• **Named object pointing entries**
***
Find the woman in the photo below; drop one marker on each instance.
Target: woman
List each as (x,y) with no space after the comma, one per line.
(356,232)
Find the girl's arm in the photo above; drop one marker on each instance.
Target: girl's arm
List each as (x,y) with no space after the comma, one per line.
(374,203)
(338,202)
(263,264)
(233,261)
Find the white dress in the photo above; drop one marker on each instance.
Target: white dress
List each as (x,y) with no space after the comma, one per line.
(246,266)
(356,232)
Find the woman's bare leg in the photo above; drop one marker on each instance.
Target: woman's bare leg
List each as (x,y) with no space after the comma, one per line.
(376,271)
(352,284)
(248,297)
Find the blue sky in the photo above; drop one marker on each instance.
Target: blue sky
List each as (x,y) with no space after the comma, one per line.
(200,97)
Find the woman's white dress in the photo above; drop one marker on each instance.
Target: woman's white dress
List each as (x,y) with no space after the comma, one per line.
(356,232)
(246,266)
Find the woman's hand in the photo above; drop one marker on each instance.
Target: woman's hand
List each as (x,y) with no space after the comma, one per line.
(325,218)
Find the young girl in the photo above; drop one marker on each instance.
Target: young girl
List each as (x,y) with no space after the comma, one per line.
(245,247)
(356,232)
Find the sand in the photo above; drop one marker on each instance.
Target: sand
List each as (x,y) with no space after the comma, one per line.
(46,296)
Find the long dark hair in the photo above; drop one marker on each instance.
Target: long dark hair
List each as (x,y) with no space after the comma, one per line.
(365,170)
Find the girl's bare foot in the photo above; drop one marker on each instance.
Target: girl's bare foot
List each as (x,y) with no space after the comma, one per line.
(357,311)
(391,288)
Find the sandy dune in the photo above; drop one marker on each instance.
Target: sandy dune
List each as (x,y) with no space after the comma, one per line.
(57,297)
***
• **Goal**
Everything from the line that contains "Find the woman's white" through the end of the records must be duplicated exactly, and nothing outside that range.

• **Result of this exercise**
Find the woman's white dress in the photo above; drop one marker on each instance.
Target: woman's white dress
List each as (x,y) with no space after the comma, one per line.
(356,232)
(246,266)
Find the woman's hand in the photo above; drop one marker on each instance.
Target: woman's hand
List each as (x,y) with no space after the comma, one per line.
(325,218)
Find the young girl in the photo above; drop one marker on each instance.
Target: young girl
List each as (x,y) with no space after the comma, one per line.
(245,247)
(356,232)
Find the sand in the photo above; drop one marker on each instance.
Target: sand
List each as (x,y) with no space after the comma, one per line.
(46,296)
Find the long dark hair in the photo above; drop one marker on each instance.
Target: long dark hair
List each as (x,y) with no space after the comma, one per line.
(365,170)
Find the girl's bare foot in the photo above; drop one marker on each instance.
Target: girl's bare foot
List each as (x,y) with no space after the comma, one per line.
(357,311)
(391,288)
Find the sandy dune in the photo above; drop one marker on each instance.
Target: sandy dune
List each as (x,y) with no space after the comma, one per line.
(57,297)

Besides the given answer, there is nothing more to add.